_TASK STATEMENT_
Print the records exactly as written, and let no picture into the answer.

DATA START

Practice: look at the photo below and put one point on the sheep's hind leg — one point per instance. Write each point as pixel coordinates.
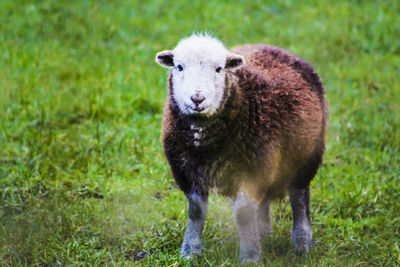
(192, 244)
(301, 232)
(264, 219)
(247, 224)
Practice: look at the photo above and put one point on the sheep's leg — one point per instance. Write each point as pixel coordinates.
(264, 219)
(247, 224)
(192, 244)
(301, 232)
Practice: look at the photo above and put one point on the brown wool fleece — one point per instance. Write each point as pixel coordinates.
(268, 134)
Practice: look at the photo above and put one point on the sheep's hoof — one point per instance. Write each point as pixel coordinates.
(302, 241)
(249, 256)
(189, 252)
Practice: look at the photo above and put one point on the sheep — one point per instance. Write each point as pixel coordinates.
(248, 122)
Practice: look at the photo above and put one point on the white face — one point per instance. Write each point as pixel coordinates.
(198, 72)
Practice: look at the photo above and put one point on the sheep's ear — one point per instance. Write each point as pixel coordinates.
(234, 61)
(165, 58)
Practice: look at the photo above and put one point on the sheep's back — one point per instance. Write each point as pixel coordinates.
(287, 109)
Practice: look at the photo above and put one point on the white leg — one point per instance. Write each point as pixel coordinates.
(192, 244)
(301, 233)
(264, 219)
(247, 225)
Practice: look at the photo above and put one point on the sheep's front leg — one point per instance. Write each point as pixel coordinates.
(264, 219)
(301, 233)
(192, 243)
(247, 224)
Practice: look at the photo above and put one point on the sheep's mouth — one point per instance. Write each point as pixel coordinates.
(196, 109)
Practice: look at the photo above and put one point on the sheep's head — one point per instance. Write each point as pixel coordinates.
(198, 67)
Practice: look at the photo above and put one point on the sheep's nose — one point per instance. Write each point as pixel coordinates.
(197, 99)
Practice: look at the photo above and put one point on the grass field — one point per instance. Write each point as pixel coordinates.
(83, 180)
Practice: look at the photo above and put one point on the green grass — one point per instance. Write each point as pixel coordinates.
(83, 179)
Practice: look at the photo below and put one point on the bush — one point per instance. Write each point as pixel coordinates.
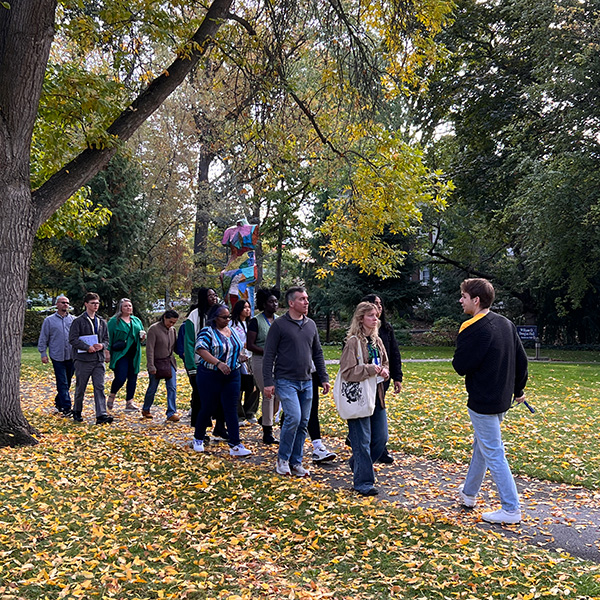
(336, 336)
(403, 336)
(33, 326)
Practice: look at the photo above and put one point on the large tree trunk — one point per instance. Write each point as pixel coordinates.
(16, 242)
(26, 33)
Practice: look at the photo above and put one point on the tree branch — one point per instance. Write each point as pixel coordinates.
(64, 183)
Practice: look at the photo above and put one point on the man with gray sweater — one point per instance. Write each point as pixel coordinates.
(54, 340)
(291, 348)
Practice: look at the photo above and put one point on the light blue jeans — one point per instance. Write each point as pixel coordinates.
(296, 400)
(368, 437)
(488, 453)
(171, 392)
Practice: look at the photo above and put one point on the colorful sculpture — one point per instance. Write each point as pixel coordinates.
(239, 275)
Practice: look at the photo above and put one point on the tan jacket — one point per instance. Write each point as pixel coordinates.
(349, 367)
(352, 371)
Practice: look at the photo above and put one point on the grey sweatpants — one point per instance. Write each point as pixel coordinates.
(83, 371)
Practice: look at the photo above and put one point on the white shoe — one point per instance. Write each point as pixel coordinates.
(321, 454)
(468, 501)
(239, 450)
(502, 516)
(299, 471)
(282, 467)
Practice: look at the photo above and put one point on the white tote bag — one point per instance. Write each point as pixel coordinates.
(355, 399)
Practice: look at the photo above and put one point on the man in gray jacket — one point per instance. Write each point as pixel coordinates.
(54, 340)
(291, 347)
(89, 338)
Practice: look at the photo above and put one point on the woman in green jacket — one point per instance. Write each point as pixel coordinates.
(125, 336)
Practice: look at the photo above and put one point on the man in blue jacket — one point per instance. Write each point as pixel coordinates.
(490, 355)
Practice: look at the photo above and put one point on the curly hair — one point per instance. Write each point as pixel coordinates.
(356, 325)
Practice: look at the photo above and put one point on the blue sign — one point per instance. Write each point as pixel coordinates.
(527, 332)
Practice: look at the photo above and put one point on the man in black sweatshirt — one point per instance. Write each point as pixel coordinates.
(490, 355)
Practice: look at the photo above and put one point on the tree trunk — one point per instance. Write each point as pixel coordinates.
(280, 234)
(203, 208)
(26, 33)
(16, 243)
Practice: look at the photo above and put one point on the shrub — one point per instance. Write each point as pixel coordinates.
(443, 332)
(33, 326)
(336, 336)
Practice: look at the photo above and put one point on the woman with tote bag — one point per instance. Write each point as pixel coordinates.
(364, 359)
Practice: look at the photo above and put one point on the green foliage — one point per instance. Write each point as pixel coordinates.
(109, 263)
(443, 332)
(33, 326)
(515, 96)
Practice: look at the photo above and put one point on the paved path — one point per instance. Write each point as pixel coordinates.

DATA END

_REPLY TO THE TASK_
Practice: look at the photo below and put one point on the sheep's hind leg — one point per instance. Write each point as pixel coordinates.
(192, 244)
(301, 232)
(264, 219)
(247, 224)
Practice: look at the photo above and put one point on the sheep's leg — one point per instance. Write each point as pixel coordinates.
(264, 219)
(247, 224)
(192, 244)
(301, 232)
Practice: look at the photo above and put one point on the brown wool fleece — one point per instance. Write each point as pixel coordinates.
(268, 134)
Practice: look at the photo above and put one point on the sheep's hoof — one point per instance. Write each point as pixel coordinates.
(302, 241)
(249, 256)
(189, 252)
Practice: look at the photo above and put one point on the sheep — one point per instance. Write each point as pixel coordinates.
(248, 122)
Practice: look at the photo above and put one point on the white face — one point per instance. Write each point as pixel coordinates.
(198, 72)
Practice: look at the photo above and put one point on the sheep's ear — one point per instance. Write each point as pixel coordinates.
(234, 61)
(165, 58)
Practice: look at the photo above and put one point on the sheep's back — one point per instance. Write each point as pixel coordinates.
(287, 109)
Practice: look at the photo above and put one point on the white leg — one point per instance. Write each point as pixel coordinates.
(192, 244)
(301, 233)
(264, 219)
(247, 225)
Practice: look at the photo above and put one point on the sheep's front leg — one point per instance. Write each point as pixel coordinates.
(264, 219)
(301, 233)
(192, 243)
(247, 224)
Practice: look at the photo above and put one point on the sheep's mouth — one point per instance. Write each point as pixel coordinates.
(196, 109)
Practice: look at the photo above and put one point on the sheep's head — one point per instance. Write each point as pixel coordinates.
(198, 67)
Practice: look at the photo above and put one point on the sheep's nose — one point per instance. Write each point as pixel coordinates.
(197, 99)
Practice: look at the photo above and put one point on the grass field — one point per instance. Write each point as pixel coordinates.
(83, 180)
Practice: look at the photo above and put one point on the green grass — one point per instance. Write each point as pixel coordinates.
(83, 179)
Practice: look at the photo below and put one point on the bush — one point per instance. Write each point as pixel coordinates.
(336, 336)
(403, 336)
(33, 326)
Practice: look at the photo above and put one point on the large tree trunk — one point per instance. Write each point as pixel coordinates.
(16, 242)
(26, 33)
Practice: look at the photo above and put one point on the tree branch — one point per instance. Write each point as pixel coordinates.
(64, 183)
Practice: look at the photo above and put one point on the man with gray sweater — one point per instance. Write each point as pixel coordinates.
(54, 340)
(291, 348)
Practice: look at the photo above and put one point on the light blue jeans — one point per instance. Write each point as pixel coordinates.
(296, 400)
(368, 437)
(488, 453)
(171, 392)
Practice: look at the photo above and put one point on the colorful sculpture — one point per instance. Write each point as pixel coordinates.
(239, 275)
Practice: look at the photo above and put one point on the tan jacket — one point per instance. Write each point as pixel coordinates.
(349, 367)
(352, 371)
Practice: look at the photo above and put one point on the grey sweatpants — one point per instance. Write each point as pixel coordinates.
(83, 371)
Practice: look at the photo above and put one point on the white shoe — one point per instance. Write each point as pixel coordinates.
(321, 454)
(468, 501)
(239, 450)
(502, 516)
(299, 471)
(282, 467)
Practice: look at the photo above and put one point on the white tote bag — one point per instance. Write each point as pixel coordinates.
(355, 399)
Practice: look at the photo above and put one point on the man in gray jacket — one point per instance. Write each point as pixel coordinates.
(54, 340)
(291, 347)
(89, 338)
Practice: look at the photo above and put one point on the woman in green jacket — one point per instance. Write each point as pixel coordinates.
(125, 336)
Practice: look at the photo above and put one point on the man in blue jacket — one point per instance. Write each point as pixel coordinates.
(490, 355)
Practice: look at the photo above and put one point on the curly hair — one point per instance. Write each point as pixel coordinates.
(356, 325)
Practice: look at the photo above and put one point on the blue sign — one point per instance. Write each point as pixel coordinates.
(527, 332)
Practice: look at the photo above and put one point on the man in black sweatshirt — one point per instance. Write each point as pixel coordinates.
(490, 355)
Practice: look at the photo above and put one point on the tree trunk — one point per instance. Write each point as pixel coordinates.
(280, 234)
(203, 208)
(26, 33)
(16, 243)
Practice: look at the photo above and put one point on the shrub — one point per instance. Write each point as pixel coordinates.
(443, 332)
(33, 326)
(336, 336)
Practice: look at the photo above and put one point on the woman with tote bag — one point per instance. Write each point as pixel coordinates.
(364, 359)
Practice: look at the photo above and put one point on the green foliage — one point per instance. Write each point as pixel coordinates.
(109, 263)
(443, 332)
(33, 326)
(515, 96)
Practice: look at the photo above and put one point on the paved path — one point per instance. Write each point as pixel coordinates.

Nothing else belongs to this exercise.